■ **PASSAGE TO READ**:
================
I consider this factor is not relevant to my consideration.
Whether the cancellation would lead to the person’s removal in breach of Australia’s non-refoulement or family unity obligations
The Department’s Policy Guidelines set out that Australia is party to four international treaties that generate explicit or implicit non-refoulement obligations, being the 1951 Convention relating to the Status of Refugees as amended by the 1967 Protocol relating to the Status of Refugees (together, the Refugees Convention); the Convention Against Torture and Other Cruel, Inhuman or Degrading Treatment and Punishment (CAT); the International Covenant on Civil and Political Rights (ICCPR); and the Convention on the Rights of the Child (CROC). The Policy Guidelines set out that cancellation in such circumstances must be consistent with Australia’s obligations under these treaties.
================
■ **DATASET RECORDS**:

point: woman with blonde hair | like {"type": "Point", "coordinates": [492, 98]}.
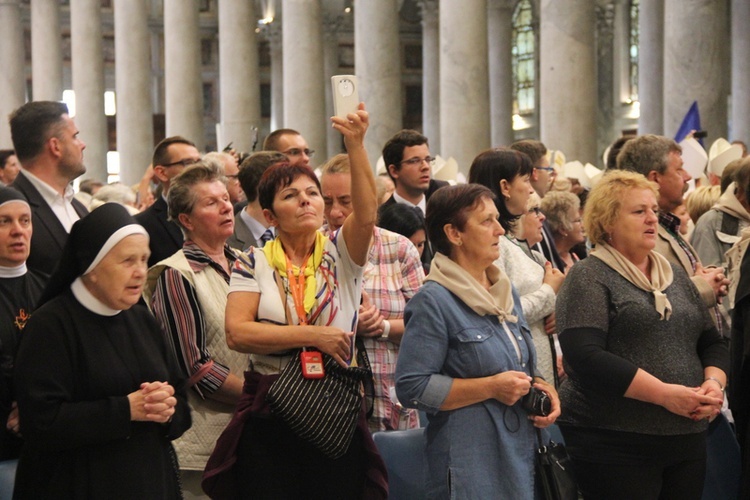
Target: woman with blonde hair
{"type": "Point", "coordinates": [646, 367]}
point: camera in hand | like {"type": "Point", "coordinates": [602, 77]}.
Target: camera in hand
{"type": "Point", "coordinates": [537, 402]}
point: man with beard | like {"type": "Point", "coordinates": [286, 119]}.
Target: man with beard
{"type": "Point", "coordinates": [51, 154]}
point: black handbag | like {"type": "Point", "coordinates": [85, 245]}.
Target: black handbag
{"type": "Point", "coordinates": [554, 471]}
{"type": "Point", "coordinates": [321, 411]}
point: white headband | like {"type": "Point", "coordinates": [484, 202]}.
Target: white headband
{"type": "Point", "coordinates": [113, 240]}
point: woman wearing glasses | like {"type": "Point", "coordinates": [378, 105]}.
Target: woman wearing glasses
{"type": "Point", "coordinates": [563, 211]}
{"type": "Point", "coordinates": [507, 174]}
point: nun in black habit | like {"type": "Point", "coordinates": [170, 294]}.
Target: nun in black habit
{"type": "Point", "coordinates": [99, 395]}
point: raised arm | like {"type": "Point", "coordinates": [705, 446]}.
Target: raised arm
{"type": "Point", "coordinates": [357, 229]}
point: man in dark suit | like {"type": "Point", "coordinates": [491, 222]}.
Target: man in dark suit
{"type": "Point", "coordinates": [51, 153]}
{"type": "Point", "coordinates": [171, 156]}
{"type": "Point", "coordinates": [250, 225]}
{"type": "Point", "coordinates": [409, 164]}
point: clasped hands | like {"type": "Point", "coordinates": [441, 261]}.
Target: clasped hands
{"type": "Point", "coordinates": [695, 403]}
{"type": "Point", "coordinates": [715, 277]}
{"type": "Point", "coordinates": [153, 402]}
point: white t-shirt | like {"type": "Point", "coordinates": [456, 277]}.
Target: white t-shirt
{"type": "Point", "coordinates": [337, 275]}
================
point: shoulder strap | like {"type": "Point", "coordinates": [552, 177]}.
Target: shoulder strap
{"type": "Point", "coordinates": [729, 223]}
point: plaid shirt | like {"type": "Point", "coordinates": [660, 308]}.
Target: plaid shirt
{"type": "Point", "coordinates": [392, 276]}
================
■ **EXERCISE TASKS**:
**a)** Answer these questions from the passage on non-refoulement obligations:
(i) Which two kinds of obligations does the heading name?
(ii) How many international treaties do the Policy Guidelines say generate non-refoulement obligations for Australia?
(iii) What abbreviation is given for the Convention on the Rights of the Child?
**b)** Return everything in the passage on non-refoulement obligations from "Whether the cancellation" down to "under these treaties.", copied word for word.

■ **SOLUTION LIST**:
**a)**
(i) Non-refoulement and family unity obligations.
(ii) Four.
(iii) CROC.

**b)**
Whether the cancellation would lead to the person’s removal in breach of Australia’s non-refoulement or family unity obligations
The Department’s Policy Guidelines set out that Australia is party to four international treaties that generate explicit or implicit non-refoulement obligations, being the 1951 Convention relating to the Status of Refugees as amended by the 1967 Protocol relating to the Status of Refugees (together, the Refugees Convention); the Convention Against Torture and Other Cruel, Inhuman or Degrading Treatment and Punishment (CAT); the International Covenant on Civil and Political Rights (ICCPR); and the Convention on the Rights of the Child (CROC). The Policy Guidelines set out that cancellation in such circumstances must be consistent with Australia’s obligations under these treaties.